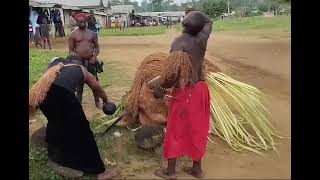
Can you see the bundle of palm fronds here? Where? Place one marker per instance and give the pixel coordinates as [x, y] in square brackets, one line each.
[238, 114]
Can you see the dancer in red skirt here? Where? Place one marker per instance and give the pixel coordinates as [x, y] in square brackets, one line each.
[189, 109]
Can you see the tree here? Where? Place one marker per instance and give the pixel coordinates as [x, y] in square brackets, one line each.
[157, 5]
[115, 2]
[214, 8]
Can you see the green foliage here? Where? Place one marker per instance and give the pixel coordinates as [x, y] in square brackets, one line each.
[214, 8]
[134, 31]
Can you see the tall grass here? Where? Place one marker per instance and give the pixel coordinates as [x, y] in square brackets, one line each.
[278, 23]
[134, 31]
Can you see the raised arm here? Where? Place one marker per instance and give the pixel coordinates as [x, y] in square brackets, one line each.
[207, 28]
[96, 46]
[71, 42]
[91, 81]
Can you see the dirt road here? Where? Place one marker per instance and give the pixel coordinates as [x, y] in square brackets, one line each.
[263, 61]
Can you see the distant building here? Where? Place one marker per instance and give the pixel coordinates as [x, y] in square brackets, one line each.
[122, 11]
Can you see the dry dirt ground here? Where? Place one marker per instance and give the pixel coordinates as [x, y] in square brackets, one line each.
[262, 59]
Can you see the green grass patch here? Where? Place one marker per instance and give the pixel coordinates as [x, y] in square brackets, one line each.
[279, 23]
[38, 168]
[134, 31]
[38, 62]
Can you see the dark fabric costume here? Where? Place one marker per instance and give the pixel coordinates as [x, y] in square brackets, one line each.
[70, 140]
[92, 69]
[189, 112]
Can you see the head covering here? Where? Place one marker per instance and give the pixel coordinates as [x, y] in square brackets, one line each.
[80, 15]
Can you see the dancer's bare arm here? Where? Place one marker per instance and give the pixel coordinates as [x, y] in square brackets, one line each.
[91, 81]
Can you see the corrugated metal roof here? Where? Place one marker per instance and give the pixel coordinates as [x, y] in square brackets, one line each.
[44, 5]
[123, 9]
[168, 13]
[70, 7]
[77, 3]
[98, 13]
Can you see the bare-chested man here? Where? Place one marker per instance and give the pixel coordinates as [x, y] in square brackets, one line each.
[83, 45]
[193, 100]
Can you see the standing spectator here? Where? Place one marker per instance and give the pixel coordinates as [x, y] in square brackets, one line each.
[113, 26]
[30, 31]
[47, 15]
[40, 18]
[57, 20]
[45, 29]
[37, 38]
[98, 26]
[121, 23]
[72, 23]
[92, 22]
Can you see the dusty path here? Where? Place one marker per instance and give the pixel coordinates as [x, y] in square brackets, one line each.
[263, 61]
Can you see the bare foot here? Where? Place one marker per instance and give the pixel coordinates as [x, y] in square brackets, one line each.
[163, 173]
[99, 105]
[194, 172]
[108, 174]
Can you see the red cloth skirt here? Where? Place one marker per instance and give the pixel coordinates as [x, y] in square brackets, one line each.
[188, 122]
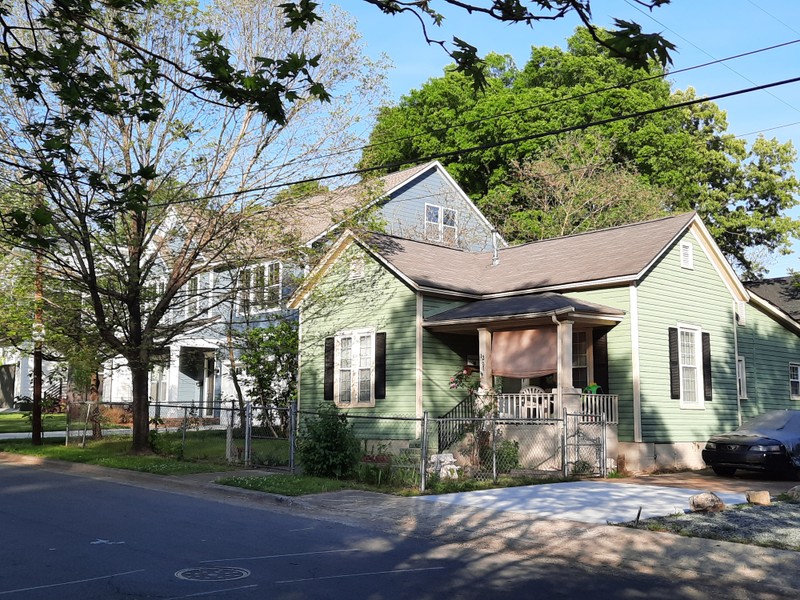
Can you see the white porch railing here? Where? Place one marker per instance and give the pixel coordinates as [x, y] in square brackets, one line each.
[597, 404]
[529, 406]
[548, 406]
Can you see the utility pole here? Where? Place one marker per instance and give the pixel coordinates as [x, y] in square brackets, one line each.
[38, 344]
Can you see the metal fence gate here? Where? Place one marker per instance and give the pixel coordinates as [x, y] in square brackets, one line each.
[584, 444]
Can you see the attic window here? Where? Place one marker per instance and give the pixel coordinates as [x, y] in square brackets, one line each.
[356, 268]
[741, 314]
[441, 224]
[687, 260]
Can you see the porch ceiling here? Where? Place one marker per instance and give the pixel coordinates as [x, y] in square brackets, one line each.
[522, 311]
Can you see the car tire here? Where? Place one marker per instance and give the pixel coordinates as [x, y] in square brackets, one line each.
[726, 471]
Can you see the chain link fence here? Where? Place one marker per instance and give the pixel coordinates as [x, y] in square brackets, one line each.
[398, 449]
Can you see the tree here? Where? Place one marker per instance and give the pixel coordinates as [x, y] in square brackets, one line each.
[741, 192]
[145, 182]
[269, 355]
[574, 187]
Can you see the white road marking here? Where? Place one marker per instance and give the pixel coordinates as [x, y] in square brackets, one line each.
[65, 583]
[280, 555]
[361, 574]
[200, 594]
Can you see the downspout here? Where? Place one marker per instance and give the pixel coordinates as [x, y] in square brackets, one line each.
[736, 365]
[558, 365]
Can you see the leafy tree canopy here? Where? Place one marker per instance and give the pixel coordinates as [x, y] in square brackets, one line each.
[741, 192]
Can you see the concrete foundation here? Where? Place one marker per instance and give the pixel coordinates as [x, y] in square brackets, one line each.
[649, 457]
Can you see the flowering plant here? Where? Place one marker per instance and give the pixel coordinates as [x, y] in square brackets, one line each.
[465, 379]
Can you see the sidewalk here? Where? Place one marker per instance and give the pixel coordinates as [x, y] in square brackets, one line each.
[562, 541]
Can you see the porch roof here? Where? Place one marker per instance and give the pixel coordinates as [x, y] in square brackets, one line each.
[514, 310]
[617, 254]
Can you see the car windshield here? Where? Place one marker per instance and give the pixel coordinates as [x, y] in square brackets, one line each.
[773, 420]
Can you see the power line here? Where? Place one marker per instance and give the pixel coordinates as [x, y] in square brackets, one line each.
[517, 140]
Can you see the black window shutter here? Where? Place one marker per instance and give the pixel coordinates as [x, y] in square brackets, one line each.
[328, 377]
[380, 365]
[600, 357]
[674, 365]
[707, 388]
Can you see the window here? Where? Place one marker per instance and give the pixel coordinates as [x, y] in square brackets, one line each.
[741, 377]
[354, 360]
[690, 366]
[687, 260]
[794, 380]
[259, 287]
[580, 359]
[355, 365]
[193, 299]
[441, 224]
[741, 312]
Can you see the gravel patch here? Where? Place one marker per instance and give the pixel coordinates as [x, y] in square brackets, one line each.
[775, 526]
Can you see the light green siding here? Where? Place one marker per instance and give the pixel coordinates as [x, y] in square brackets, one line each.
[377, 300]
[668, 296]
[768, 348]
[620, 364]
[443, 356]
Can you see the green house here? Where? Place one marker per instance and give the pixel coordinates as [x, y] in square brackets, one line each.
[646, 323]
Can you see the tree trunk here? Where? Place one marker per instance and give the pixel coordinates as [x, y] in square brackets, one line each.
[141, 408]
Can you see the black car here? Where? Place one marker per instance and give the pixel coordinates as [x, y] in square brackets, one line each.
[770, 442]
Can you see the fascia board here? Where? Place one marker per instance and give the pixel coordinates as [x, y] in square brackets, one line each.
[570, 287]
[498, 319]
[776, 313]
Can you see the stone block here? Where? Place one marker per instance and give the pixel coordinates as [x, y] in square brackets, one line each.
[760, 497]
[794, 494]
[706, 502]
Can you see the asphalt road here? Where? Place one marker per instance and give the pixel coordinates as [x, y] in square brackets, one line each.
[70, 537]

━━━━

• **Goal of the exercise**
Reproduce each entry verbatim, excluding any embedded images.

• **Full solution**
Can you see the bundle of palm fronds here? Where? Place one marker per instance and give the pixel coordinates as [x, y] in square brackets, one line each.
[238, 114]
Can you see the dancer in red skirt here? Where? Place one marker per instance and give the pixel coordinates as [x, y] in square brackets, one line each.
[189, 109]
Can you see the tree here? Where? Place one marker per instance and give the pixel coordinates as [x, y] in square brackets, one line each.
[157, 5]
[115, 2]
[214, 8]
Can you see the green foliage here? Where? Place one marker per instance and give the pixel coordinates as [x, y] in square brackets, one line each.
[214, 8]
[134, 31]
Can you see the tall grass here? Where? Place one marker per instance and give the pixel coordinates as [x, y] in square brackets, one line each.
[278, 23]
[134, 31]
Can you see the raised arm here? Where? Place one marker per instance and give the pixel coordinates as [x, y] in square brackets, one line each.
[207, 28]
[96, 46]
[71, 42]
[91, 81]
Can you see the dirt road here? Where? Place one marker per instance and give the pixel coordinates as [x, y] in square brackets, one line each.
[263, 61]
Can you see the distant building here? Where? Place one marker per instance and give the pixel coordinates as [x, y] in square brackets, one line each.
[122, 11]
Can you see the dry dirt ground here? Where? Place one marker per instance and give the pixel coordinates as [x, y] in square brackets, one line each.
[262, 59]
Can you see the green grass patch here? Where? Place one marker per instance and give the pixel coordinates as [x, y] in square brackets, one line each.
[279, 23]
[38, 168]
[134, 31]
[38, 62]
Can you see the dark fabric costume here? Where? Place one marker per instance and give the pixel coordinates as [x, y] in square brackets, one line each.
[70, 140]
[92, 69]
[189, 112]
Can you see the head covering here? Where? Place one marker per instance and give the pixel coordinates as [x, y] in square brackets, one line each.
[80, 15]
Can you see the dancer's bare arm here? Where? Place one marker per instance and give the pixel coordinates as [x, y] in square brackets, one line each.
[91, 81]
Can you see the corrugated metal roof here? Where? Place one marker per instance and give the pixel coordinates as [x, y] in square brackets, one line each.
[44, 5]
[123, 9]
[168, 13]
[70, 7]
[77, 3]
[98, 13]
Can you see the bare-chested man here? Where? Place one marker per instance and give the pixel coordinates as [x, y] in square brackets, one line each.
[83, 45]
[193, 100]
Can you see the standing spectator here? Where? Place one marker per instance and give the pixel coordinates as [x, y] in square brackets, one line each.
[113, 26]
[30, 31]
[47, 15]
[40, 18]
[57, 20]
[45, 29]
[37, 38]
[98, 26]
[121, 23]
[72, 23]
[92, 22]
Can you see the dusty path here? Where? Place one marker per instance and give the pixel coordinates as [x, y] in square brackets, one line each.
[263, 61]
Can you see the bare foot here? Where? Place one marker per instance and give the pixel coordinates as [x, y] in square brackets, one line each.
[163, 173]
[99, 105]
[194, 172]
[108, 174]
Can you see the red cloth skirt here? Where? Place one marker per instance and give the pixel coordinates as [x, y] in square brackets, one line each.
[188, 122]
Can you see the white porch railing here? Where? Place one marker per instance and give the pixel coordinates as [x, y] in square brackets, one line each.
[597, 404]
[529, 406]
[548, 406]
Can you see the utility pole here? Where? Place one marker per instance and give the pixel coordinates as [x, y] in square brackets, one line each.
[38, 344]
Can you see the metal fence gate here? Where? Place one marker per instance and give the pixel coordinates as [x, y] in square brackets, one line each.
[584, 444]
Can you see the attic window here? Where? Place one marker per instance and give the pixel coordinates as [x, y] in square brackets, one line each.
[356, 268]
[741, 314]
[441, 224]
[687, 260]
Can you see the porch ceiling here? Where? Place one marker per instance and give the pixel coordinates as [x, y] in square brackets, one line each.
[522, 311]
Can you see the car tire here? Where? Place one marker per instance and give the pixel coordinates as [x, y] in square brackets, one line each.
[726, 471]
Can you see the chain link fence here? Where? Place one marker per instance and give the pixel coordinates as [x, y] in square brackets, one line each.
[398, 449]
Can you see the tree here? Where? Place one marker per instance and give the pixel coordinates as [x, y] in square brackets, one line each.
[741, 192]
[145, 182]
[269, 355]
[574, 187]
Can you see the white road marking here? Where? Place one marker per instance and give the pixel coordinates as [x, y] in square brackets, one line each.
[65, 583]
[280, 555]
[361, 574]
[200, 594]
Can you see the downspout here? Where? Place one marker per instance and give the pixel coordinates as [x, y] in square brackets, one line each.
[736, 365]
[558, 365]
Can you see the leafy tree canopy here? Where? Place one marker per instance and give the pixel coordinates as [x, y] in square brackets, one line each.
[741, 192]
Can you see the concrete foundation here? Where? Place one marker per instance and give the pixel coordinates as [x, y] in square brackets, one line each.
[649, 457]
Can you see the flowering plant here? Where? Place one marker per instance and give the pixel coordinates as [x, y] in square brackets, one line each.
[465, 379]
Can you see the sidewalk here? Where? Place one marker per instance and give the pixel coordinates as [x, y] in square brackets, one line each.
[562, 541]
Can you see the porch roof here? Where? Place one marker per instance and give the pixel coordinates as [x, y] in square brackets, one line each.
[514, 310]
[617, 254]
Can you see the car windshield here? Where? Place one marker per instance and give the pixel coordinates as [x, y] in square brackets, one line each.
[773, 420]
Can you see the power line here? Where? Place one marker per instance and give the pixel coordinates as [x, y] in square brackets, one line each.
[517, 140]
Can you see the black window shutter here? Where? Place one marker per instance and give the pixel coordinates as [x, y] in square brackets, one line each.
[328, 377]
[380, 365]
[600, 357]
[674, 365]
[707, 388]
Can you see the window here? Where? Place one marker per instance and give the pixel coordinates as [x, y] in square brackets, one line each.
[741, 377]
[354, 360]
[690, 366]
[687, 260]
[794, 380]
[259, 287]
[580, 359]
[355, 365]
[193, 299]
[441, 224]
[741, 312]
Can you see the gravel patch here? Where? Place one marker per instance and give the pixel coordinates as [x, y] in square brackets, one line each.
[775, 526]
Can you see the light green siding here? Where? Place one marker per instance and give the pixel coordinates as [x, y] in square brackets, one line each.
[377, 300]
[668, 296]
[768, 348]
[620, 364]
[443, 356]
Can you see the green house here? Where? Place one marker per instance and give the pixel coordinates as [x, y] in square brackets, one line each.
[646, 323]
Can you see the tree trunk here? Where? Place one marker per instance and give the pixel coordinates as [x, y] in square brackets, one line each.
[141, 408]
Can you see the black car here? Where? Place one marker per instance and give the pixel coordinates as [x, y] in square brackets, one line each.
[770, 442]
Can you see the fascia board here? Where? Place one marker per instance and give the pixel coordinates as [x, y] in square brackets, one line each.
[570, 287]
[498, 319]
[776, 313]
Can you see the stone block here? Where? Place one marker per instance and give the pixel coordinates as [x, y] in square brackets, one line each.
[760, 497]
[794, 494]
[706, 502]
Can you see the asphalt road here? Where? Place one marker per instance and give the pixel coordinates as [x, y] in square brackets, one line each.
[70, 537]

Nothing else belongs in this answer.